+++ SELECTION

Rebin a threshold-style XiHHRecord into a differential one.

halocat-native wrapper around :func:cumulative_to_binned_xi_hh. Densifies the input record's pair-sparse storage into a ξ_AB cube, recovers n_h(>=) from the auto-pair halo counts n1, runs the closed-form rebin, then repackages the result into a new XiHHRecord with the standard pair-sparse layout. Never writes to disk.

Parameters:

Name Type Description Default
xi_threshold_rec XiHHRecord

Record measured with threshold-style mass bins. Each row of mass_bins is interpreted as (log10M_threshold, +inf); only the lower edge is used as the threshold. A finite upper edge triggers a one-time logger warning.

required
logM_out array_like

Shape (N_M,). Centres of the output (differential) mass bins.

required
dlogM float

Output bin full width (dex).

required
interp_method ('linear', 'cubic')

Forwarded to :func:cumulative_to_binned_xi_hh. Default "linear".

'linear'
symmetrize_input bool

Forwarded. Default True for both.

True
symmetrize_output bool

Forwarded. Default True for both.

True
asymmetry_atol float

Forwarded. Default 1e-3.

0.001
asymmetry_policy ('warn', 'error', 'ignore')

Forwarded. Default "warn".

'warn'

Returns:

Name Type Description
rebinned XiHHRecord

New record with:

  • r_edges and r carried over from the input.
  • mass_bins set to [(c - dlogM/2, c + dlogM/2) for c in logM_out].
  • pairs / pair_indices covering the upper triangle i ≤ j of the new mass-bin grid.
  • xi shape (N_pairs, N_r); same convention as :class:XiHHRecord from the on-disk reader.
  • n1 / n2 derived from the rebinned halo counts.
  • log10M1 / log10M2 set to per-pair edges.
  • attrs copied from the input and extended with rebin_method, rebin_interp, and rebin_dlogM.

Raises:

Type Description
ValueError

Same conditions as :func:cumulative_to_binned_xi_hh, plus if any auto-pair M{i}_M{i} is missing from xi_threshold_rec (its n1 is needed to recover n_h(>=)) or its n1 is non-positive.

See Also

cumulative_to_binned_xi_hh : underlying raw-array driver.

++++++

ACTIONS TO TAKE:
[1] Reproduce the part of the rebin documentation starting with "Name Type Description Default" and going on through "(differential) mass bins.".
[2] Turn the paragraph of the rebin documentation that begins "halocat-native wrapper around" into a short bulleted list of its main facts.
[3] Pick up the rebin documentation after its last line and continue it.
The data placed after the rebin documentation is not needed.

+++ PROVIDED MATERIAL

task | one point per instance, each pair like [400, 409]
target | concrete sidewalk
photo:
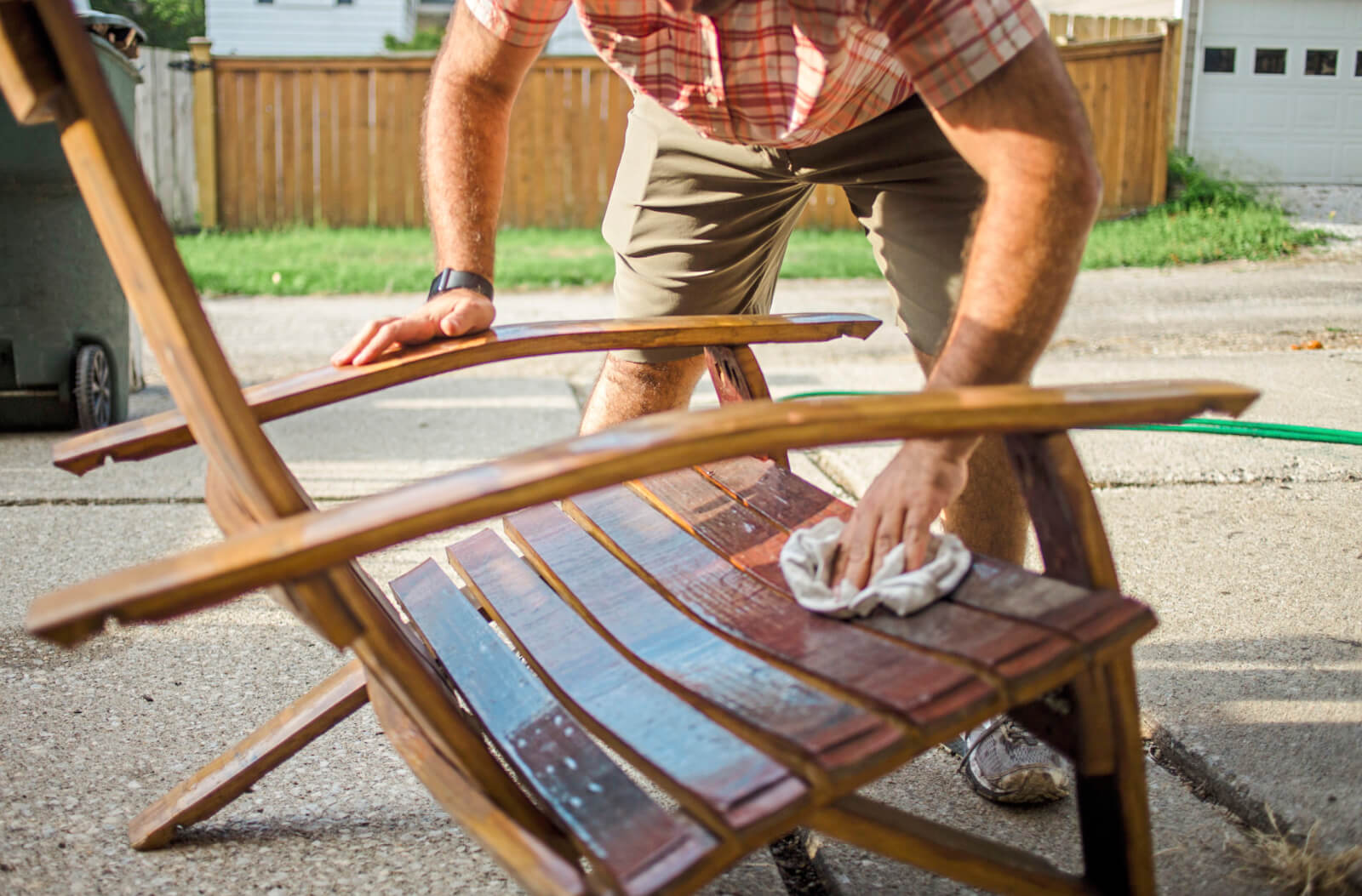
[1248, 551]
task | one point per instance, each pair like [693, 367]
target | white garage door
[1278, 90]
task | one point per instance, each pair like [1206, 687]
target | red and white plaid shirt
[787, 72]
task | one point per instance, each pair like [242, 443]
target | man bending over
[960, 145]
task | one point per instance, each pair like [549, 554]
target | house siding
[306, 27]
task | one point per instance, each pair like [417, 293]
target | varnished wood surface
[708, 768]
[537, 866]
[308, 542]
[1113, 796]
[1039, 614]
[782, 708]
[161, 433]
[1067, 523]
[620, 827]
[737, 378]
[947, 851]
[233, 773]
[1023, 659]
[29, 72]
[917, 687]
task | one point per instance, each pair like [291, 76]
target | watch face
[449, 279]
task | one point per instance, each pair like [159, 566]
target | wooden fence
[165, 133]
[337, 140]
[1082, 29]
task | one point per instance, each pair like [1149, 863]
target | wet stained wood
[1026, 658]
[620, 827]
[161, 433]
[778, 705]
[710, 769]
[924, 689]
[1096, 619]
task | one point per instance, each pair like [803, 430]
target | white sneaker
[1005, 762]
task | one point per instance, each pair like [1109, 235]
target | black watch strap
[449, 279]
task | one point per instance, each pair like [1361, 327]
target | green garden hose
[1193, 425]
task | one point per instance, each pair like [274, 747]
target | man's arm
[465, 129]
[1025, 131]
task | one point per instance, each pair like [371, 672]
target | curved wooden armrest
[310, 542]
[163, 433]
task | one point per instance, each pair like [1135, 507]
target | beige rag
[807, 562]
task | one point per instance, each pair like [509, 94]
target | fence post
[1165, 124]
[204, 129]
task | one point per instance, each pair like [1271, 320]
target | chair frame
[277, 538]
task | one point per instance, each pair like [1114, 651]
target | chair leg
[1112, 793]
[232, 773]
[737, 378]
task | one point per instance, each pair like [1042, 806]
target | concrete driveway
[1248, 549]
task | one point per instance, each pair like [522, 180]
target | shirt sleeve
[521, 22]
[951, 45]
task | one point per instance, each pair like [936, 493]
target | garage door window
[1268, 61]
[1221, 59]
[1325, 63]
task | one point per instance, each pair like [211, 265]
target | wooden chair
[651, 616]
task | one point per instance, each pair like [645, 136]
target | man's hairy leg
[989, 515]
[627, 390]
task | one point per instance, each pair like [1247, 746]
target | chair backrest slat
[826, 733]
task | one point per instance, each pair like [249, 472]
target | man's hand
[454, 313]
[901, 505]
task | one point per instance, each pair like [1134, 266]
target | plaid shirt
[785, 72]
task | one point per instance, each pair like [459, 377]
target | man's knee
[631, 388]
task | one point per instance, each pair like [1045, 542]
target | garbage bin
[65, 324]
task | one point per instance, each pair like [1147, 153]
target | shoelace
[1011, 732]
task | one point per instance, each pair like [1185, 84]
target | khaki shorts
[701, 226]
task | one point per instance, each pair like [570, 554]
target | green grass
[317, 260]
[1211, 233]
[1209, 221]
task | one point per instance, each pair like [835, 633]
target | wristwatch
[449, 279]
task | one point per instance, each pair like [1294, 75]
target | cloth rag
[807, 562]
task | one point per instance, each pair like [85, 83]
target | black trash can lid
[119, 31]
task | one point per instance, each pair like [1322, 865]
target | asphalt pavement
[1250, 551]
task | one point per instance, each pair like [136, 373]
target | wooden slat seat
[710, 769]
[633, 841]
[596, 602]
[1093, 617]
[835, 735]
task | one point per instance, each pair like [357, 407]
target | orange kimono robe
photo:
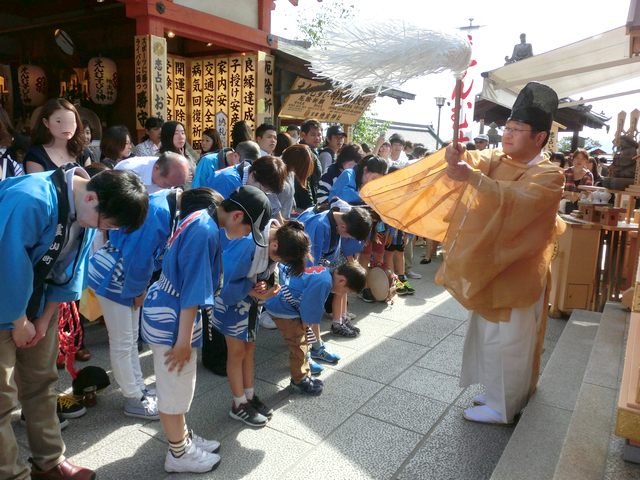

++++++

ANSWERS PER TASK:
[1]
Name Type Description Default
xi_threshold_rec XiHHRecord

Record measured with threshold-style mass bins. Each row of mass_bins is interpreted as (log10M_threshold, +inf); only the lower edge is used as the threshold. A finite upper edge triggers a one-time logger warning.

required
logM_out array_like

Shape (N_M,). Centres of the output (differential) mass bins.

[2]
- It is a halocat-native wrapper around cumulative_to_binned_xi_hh.
- It densifies the input record's pair-sparse storage into a ξ_AB cube.
- It recovers n_h(>=) from the auto-pair halo counts n1.
- It runs the closed-form rebin.
- It repackages the result into a new XiHHRecord with the standard pair-sparse layout.
- It never writes to disk.

[3]
Source code in halocat/xi_hh_rebin.py
def rebin_xi_hh_record(
    xi_threshold_rec: XiHHRecord,
    logM_out,
    dlogM,
    *,
    interp_method: Literal["linear", "cubic"] = "linear",
    symmetrize_input: bool = True,
    symmetrize_output: bool = True,
    asymmetry_atol: float = 1e-3,
    asymmetry_policy: _AsymmetryPolicy = "warn",
) -> XiHHRecord:
    """Rebin a threshold-style ``XiHHRecord`` into a differential one.

    halocat-native wrapper around :func:`cumulative_to_binned_xi_hh`.
    Densifies the input record's pair-sparse storage into a ``ξ_AB``
    cube, recovers ``n_h(>=)`` from the auto-pair halo counts ``n1``,
    runs the closed-form rebin, then repackages the result into a new
    ``XiHHRecord`` with the standard pair-sparse layout. Never writes
    to disk.

    Parameters
    ----------
    xi_threshold_rec : XiHHRecord
        Record measured with threshold-style mass bins. Each row of
        ``mass_bins`` is interpreted as ``(log10M_threshold, +inf)``;
        only the lower edge is used as the threshold. A finite upper
        edge triggers a one-time logger warning.
    logM_out : array_like
        Shape ``(N_M,)``. Centres of the output (differential) mass
        bins.
    dlogM : float
        Output bin full width (dex).
    interp_method : {'linear', 'cubic'}, optional
        Forwarded to :func:`cumulative_to_binned_xi_hh`. Default
        ``"linear"``.
    symmetrize_input, symmetrize_output : bool, optional
        Forwarded. Default True for both.
    asymmetry_atol : float, optional
        Forwarded. Default ``1e-3``.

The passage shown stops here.